Items from a data source
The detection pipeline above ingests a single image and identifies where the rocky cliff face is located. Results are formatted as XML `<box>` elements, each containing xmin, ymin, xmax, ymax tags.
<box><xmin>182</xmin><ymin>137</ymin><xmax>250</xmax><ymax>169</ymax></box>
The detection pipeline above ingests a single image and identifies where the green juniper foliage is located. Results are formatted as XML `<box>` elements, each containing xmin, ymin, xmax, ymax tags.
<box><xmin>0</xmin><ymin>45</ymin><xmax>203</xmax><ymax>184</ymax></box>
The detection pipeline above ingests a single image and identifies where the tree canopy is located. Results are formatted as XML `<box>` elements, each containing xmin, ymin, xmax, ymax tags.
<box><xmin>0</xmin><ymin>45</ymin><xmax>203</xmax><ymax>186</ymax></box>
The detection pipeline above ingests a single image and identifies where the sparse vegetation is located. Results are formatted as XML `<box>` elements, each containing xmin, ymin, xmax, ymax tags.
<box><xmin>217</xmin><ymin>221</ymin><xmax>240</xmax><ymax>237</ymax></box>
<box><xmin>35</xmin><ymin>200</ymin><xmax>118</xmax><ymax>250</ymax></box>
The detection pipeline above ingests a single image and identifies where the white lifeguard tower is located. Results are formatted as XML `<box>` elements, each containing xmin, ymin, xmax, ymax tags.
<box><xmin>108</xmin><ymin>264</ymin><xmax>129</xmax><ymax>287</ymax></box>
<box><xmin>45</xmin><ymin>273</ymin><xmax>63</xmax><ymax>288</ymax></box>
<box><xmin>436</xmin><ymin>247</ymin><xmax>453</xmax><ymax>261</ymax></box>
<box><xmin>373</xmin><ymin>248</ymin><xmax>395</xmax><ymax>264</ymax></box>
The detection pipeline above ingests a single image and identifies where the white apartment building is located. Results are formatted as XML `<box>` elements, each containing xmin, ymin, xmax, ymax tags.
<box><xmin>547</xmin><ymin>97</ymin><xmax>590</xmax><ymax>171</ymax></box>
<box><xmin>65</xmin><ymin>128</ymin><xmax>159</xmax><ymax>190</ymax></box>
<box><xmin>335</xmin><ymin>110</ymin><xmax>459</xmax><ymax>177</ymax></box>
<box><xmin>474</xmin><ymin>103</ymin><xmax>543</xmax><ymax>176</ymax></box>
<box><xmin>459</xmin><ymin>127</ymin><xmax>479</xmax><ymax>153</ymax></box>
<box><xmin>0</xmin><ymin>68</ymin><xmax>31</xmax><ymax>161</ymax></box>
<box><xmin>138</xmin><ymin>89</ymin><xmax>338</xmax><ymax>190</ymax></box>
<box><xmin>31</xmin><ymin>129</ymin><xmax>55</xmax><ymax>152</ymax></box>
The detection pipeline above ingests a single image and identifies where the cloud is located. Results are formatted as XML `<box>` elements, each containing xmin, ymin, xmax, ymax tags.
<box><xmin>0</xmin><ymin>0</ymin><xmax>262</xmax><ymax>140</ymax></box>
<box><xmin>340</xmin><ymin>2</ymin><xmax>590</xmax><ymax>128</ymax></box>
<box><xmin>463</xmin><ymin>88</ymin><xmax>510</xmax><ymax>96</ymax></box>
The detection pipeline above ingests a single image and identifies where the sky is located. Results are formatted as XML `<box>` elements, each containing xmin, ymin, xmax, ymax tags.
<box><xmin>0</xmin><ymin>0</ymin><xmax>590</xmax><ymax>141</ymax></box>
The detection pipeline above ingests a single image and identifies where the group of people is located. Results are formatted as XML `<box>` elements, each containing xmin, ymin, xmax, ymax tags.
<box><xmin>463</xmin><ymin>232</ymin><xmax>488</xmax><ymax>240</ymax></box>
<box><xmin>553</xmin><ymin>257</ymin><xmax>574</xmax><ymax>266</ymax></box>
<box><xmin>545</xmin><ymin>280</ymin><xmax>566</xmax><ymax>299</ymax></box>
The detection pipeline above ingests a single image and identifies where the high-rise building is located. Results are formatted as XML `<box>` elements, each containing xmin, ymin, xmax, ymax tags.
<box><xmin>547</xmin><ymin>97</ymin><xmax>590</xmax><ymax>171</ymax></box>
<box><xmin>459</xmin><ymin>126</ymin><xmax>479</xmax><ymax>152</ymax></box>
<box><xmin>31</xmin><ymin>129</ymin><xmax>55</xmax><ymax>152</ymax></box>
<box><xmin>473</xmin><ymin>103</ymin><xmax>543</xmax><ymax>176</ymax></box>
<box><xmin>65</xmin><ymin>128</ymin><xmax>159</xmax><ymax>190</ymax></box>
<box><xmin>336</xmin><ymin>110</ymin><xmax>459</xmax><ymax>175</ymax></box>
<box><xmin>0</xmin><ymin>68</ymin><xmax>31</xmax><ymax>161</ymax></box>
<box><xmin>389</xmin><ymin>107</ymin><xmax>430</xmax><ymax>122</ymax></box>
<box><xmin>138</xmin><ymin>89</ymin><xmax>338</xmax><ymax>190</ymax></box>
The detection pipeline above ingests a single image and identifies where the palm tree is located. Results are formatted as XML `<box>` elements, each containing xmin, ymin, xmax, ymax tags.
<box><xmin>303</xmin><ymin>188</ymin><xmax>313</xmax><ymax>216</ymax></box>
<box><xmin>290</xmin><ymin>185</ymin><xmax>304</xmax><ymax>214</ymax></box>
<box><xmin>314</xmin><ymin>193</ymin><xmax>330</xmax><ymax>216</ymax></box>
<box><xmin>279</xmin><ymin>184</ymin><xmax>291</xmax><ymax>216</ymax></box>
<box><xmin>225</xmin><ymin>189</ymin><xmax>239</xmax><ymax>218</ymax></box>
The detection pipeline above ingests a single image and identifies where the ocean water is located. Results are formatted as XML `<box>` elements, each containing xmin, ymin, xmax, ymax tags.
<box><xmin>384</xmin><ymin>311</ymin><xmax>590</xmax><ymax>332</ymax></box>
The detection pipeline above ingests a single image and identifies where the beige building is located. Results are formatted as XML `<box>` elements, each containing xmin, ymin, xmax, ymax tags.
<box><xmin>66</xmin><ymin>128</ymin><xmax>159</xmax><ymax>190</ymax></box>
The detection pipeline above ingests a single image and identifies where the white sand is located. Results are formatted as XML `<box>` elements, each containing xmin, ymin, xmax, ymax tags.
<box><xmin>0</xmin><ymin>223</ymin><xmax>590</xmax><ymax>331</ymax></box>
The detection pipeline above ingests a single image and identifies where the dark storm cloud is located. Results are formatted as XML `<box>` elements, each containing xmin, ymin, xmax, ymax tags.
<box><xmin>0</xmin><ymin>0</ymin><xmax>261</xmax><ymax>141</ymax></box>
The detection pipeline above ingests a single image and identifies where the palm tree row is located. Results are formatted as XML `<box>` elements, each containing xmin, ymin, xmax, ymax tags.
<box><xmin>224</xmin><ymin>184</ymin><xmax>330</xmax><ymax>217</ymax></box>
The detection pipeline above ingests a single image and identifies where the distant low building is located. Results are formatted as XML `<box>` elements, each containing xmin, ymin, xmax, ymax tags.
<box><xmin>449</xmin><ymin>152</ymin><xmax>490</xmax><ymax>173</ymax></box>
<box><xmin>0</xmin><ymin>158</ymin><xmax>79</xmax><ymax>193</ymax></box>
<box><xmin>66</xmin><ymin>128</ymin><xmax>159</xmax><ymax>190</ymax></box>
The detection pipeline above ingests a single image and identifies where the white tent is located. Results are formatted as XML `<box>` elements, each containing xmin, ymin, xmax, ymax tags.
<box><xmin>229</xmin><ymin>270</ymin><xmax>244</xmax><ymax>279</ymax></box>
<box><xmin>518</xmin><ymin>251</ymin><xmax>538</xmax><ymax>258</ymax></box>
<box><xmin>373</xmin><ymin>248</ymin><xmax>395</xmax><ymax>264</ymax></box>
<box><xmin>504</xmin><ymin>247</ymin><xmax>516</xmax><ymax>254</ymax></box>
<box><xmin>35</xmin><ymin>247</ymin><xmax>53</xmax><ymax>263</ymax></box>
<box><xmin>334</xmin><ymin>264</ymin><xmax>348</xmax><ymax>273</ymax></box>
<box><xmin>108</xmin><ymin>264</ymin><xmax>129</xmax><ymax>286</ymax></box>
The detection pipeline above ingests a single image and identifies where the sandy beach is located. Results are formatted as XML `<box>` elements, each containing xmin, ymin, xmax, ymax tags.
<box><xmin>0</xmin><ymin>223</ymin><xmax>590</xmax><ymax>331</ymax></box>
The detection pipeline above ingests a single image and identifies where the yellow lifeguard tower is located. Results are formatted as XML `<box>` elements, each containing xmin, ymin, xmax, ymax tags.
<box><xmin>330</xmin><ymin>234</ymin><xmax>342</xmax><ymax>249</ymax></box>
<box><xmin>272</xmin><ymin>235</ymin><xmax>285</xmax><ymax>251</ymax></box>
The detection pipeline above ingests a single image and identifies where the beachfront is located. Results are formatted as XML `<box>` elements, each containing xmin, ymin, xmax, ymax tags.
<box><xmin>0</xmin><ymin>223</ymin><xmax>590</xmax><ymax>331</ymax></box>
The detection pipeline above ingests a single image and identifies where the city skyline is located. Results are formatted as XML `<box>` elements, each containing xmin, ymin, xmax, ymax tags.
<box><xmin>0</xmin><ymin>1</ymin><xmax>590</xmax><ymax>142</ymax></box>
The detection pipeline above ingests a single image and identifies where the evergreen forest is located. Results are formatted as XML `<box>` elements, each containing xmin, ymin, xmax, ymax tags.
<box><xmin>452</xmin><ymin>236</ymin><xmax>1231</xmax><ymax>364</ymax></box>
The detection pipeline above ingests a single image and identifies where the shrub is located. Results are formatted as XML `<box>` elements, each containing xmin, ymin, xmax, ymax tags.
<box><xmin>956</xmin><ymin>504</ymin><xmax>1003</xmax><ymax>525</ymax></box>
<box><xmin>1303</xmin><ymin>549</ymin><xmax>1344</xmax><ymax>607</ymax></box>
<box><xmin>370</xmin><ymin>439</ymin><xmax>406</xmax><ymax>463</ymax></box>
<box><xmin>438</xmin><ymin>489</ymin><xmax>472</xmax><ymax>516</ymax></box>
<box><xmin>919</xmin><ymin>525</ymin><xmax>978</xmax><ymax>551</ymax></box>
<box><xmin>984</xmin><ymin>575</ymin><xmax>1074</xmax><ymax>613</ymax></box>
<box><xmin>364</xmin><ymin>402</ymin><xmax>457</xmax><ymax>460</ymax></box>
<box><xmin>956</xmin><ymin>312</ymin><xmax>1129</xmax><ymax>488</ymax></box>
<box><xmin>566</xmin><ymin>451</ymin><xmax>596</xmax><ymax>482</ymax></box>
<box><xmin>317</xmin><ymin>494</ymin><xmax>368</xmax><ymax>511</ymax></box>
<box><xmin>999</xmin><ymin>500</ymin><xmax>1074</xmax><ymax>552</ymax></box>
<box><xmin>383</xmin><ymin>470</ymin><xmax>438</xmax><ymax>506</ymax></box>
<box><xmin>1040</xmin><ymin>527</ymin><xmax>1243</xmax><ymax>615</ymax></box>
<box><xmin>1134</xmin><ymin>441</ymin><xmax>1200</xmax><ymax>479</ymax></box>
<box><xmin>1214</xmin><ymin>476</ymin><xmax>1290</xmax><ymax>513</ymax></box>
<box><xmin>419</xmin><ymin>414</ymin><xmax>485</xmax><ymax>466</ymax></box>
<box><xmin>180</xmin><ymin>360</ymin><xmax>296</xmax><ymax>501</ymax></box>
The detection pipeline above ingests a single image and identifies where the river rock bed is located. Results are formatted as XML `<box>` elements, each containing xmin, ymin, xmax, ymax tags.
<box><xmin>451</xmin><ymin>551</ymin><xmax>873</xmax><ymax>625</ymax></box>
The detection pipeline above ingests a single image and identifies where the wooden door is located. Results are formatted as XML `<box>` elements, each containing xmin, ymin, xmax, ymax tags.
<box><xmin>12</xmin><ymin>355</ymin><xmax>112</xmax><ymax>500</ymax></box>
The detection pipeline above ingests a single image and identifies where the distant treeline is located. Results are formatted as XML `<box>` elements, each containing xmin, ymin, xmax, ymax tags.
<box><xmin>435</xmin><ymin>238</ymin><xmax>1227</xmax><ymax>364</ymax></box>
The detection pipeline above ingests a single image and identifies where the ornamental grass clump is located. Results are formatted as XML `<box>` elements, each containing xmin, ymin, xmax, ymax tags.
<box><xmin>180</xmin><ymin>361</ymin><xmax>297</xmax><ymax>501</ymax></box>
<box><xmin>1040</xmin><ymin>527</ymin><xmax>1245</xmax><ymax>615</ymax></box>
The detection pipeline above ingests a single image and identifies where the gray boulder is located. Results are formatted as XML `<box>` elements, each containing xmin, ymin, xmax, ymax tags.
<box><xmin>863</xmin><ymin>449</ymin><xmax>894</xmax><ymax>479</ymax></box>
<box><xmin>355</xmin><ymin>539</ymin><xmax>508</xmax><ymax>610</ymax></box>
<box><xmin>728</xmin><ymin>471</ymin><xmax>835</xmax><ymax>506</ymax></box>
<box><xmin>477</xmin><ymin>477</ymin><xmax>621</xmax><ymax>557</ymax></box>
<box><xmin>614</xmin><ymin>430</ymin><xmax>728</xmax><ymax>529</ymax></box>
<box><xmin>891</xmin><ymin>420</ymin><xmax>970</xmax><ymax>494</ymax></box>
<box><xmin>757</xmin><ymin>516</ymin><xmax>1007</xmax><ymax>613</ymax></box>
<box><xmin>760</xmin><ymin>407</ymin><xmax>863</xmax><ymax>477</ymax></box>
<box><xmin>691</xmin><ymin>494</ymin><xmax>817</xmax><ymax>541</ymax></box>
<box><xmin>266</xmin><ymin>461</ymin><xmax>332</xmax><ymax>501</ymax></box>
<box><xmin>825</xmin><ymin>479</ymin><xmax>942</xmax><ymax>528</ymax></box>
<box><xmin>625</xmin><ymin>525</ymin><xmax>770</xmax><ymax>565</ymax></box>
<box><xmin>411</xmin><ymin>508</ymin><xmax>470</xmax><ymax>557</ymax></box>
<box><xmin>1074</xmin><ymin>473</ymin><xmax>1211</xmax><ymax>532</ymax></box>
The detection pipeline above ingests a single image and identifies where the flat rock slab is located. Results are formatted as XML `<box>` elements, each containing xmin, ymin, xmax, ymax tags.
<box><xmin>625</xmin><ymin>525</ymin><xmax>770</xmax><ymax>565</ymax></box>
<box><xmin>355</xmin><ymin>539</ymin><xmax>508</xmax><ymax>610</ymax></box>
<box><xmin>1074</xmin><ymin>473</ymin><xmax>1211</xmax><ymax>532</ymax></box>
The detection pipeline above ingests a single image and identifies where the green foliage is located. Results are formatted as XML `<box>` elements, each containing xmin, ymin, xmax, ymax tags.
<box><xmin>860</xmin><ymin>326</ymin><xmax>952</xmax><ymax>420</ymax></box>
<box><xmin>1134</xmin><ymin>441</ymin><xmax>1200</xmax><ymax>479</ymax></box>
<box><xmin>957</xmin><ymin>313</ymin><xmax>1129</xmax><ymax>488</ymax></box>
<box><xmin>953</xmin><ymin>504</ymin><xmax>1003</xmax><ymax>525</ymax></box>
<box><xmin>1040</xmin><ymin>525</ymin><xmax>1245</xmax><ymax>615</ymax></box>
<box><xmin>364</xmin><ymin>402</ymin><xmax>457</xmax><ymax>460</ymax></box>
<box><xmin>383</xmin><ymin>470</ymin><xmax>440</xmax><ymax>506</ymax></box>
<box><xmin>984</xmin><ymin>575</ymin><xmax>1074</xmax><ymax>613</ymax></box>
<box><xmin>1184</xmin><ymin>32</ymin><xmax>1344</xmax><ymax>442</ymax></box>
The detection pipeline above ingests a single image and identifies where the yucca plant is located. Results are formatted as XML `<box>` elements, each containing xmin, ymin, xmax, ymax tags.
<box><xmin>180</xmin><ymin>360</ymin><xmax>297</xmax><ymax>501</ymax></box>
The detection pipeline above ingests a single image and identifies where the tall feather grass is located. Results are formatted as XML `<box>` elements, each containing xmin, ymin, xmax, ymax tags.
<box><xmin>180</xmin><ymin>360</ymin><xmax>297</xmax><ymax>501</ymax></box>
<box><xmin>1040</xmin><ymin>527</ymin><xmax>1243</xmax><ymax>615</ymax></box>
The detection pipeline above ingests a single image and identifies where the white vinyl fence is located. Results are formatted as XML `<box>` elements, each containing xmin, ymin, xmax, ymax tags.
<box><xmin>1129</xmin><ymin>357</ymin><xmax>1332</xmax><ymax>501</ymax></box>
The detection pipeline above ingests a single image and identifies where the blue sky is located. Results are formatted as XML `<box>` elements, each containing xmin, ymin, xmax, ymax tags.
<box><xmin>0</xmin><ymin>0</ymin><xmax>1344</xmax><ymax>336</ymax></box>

* **WHAT THE TASK ASKS**
Render the records above, from the line containing "where the blue" through the last line of the records, as a Markdown table with the columns No. and Line, omitting any blank lines.

* **CORRECT OUTPUT**
| No. | Line |
|---|---|
| 1 | The detection pipeline above ingests a single image and identifies where the blue sky is located. Results are formatted as XML `<box>` elements, each containing xmin, ymin, xmax, ymax tags. |
| 2 | <box><xmin>0</xmin><ymin>0</ymin><xmax>1344</xmax><ymax>336</ymax></box> |